• TEXT SHOWN
****
Employer-sponsored health benefits cost trends are expected to increase by a record 10 per cent on average globally in 2023, amid rising inflation and increasing health-care utilization, according to a new survey by WTW.
The survey, which polled more than 250 insurers representing 55 countries, found cost trends in Canada are expected to increase by 6.3 per cent. By comparison, costs trends are expected to be as high as 18.9 per cent in Latin America, followed by 11.5 per cent in the Middle East and Africa, 10.2 per cent in Asia Pacific and 8.6 per cent in Europe.
More than three-quarters (78 per cent) of insurers said they anticipate higher or significantly higher increases over the next three years. The leading driver of these costs is overuse of care due to medical professionals recommending too many services or overprescribing (74 per cent), followed by plan members’ poor health habits (52 per cent) and the underuse of preventive services (50 per cent).
Insurers ranked musculoskeletal disorders, cancer and cardiovascular disorders as the top three conditions by cost. The top cost management method was contracted networks of providers, cited by 70 per cent of respondents.
****
• WORK INSTRUCTION A
According to the article on health benefit cost trends, which three conditions did insurers rank as the costliest?
• WORK INSTRUCTION B
Return the passage from the article on health benefit cost trends that opens with the words containing "Insurers ranked musculoskeletal" and closes with "cent of respondents.".

Referring expression pointing data
****
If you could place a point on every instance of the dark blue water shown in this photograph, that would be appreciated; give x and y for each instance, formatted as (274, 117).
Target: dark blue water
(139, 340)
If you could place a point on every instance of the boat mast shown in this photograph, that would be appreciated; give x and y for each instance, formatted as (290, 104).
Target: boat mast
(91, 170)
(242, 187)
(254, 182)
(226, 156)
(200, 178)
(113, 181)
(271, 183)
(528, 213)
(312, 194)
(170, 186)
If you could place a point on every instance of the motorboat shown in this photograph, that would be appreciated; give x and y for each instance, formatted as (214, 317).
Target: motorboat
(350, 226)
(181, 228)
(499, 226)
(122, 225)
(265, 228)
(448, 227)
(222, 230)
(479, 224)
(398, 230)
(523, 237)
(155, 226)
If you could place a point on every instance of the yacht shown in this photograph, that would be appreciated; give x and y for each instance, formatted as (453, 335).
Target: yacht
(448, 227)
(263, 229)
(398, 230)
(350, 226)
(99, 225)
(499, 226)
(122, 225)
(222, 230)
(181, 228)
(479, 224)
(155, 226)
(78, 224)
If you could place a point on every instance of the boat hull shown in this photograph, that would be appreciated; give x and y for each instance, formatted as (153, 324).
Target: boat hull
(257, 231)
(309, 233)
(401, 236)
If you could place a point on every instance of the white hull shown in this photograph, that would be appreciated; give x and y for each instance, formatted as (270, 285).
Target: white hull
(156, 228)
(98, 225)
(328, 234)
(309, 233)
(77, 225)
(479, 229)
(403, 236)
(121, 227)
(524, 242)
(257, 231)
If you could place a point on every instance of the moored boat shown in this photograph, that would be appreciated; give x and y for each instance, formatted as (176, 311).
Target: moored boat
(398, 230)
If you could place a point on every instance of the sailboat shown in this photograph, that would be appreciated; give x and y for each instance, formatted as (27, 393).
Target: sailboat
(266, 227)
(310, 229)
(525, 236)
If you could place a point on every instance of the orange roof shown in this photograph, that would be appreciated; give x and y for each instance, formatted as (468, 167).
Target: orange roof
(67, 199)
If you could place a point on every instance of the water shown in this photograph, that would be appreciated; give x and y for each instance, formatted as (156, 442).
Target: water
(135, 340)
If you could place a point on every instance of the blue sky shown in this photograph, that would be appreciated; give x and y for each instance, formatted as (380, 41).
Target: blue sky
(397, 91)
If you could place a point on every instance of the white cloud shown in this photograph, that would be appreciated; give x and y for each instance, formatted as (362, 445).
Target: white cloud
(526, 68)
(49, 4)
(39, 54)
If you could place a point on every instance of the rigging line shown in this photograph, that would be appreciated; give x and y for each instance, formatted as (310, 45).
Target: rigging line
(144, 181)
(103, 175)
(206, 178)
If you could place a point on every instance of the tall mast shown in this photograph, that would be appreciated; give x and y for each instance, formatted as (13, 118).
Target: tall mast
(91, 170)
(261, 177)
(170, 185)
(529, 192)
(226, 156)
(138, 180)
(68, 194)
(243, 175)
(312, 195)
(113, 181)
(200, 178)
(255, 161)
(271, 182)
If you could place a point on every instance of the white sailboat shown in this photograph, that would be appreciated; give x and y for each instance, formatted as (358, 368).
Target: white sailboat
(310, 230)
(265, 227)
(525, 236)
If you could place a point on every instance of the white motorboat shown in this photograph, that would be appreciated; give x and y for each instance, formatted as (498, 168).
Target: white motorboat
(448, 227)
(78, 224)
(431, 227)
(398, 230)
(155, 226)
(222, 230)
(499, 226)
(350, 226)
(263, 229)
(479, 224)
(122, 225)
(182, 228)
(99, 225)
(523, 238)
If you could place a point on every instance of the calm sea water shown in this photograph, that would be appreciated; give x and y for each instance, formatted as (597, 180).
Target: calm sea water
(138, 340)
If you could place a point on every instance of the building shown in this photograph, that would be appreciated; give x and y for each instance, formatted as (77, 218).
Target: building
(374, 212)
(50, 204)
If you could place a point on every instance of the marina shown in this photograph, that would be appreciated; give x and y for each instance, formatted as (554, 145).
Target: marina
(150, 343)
****
• OUTPUT A
Musculoskeletal disorders, cancer and cardiovascular disorders.

• OUTPUT B
Insurers ranked musculoskeletal disorders, cancer and cardiovascular disorders as the top three conditions by cost. The top cost management method was contracted networks of providers, cited by 70 per cent of respondents.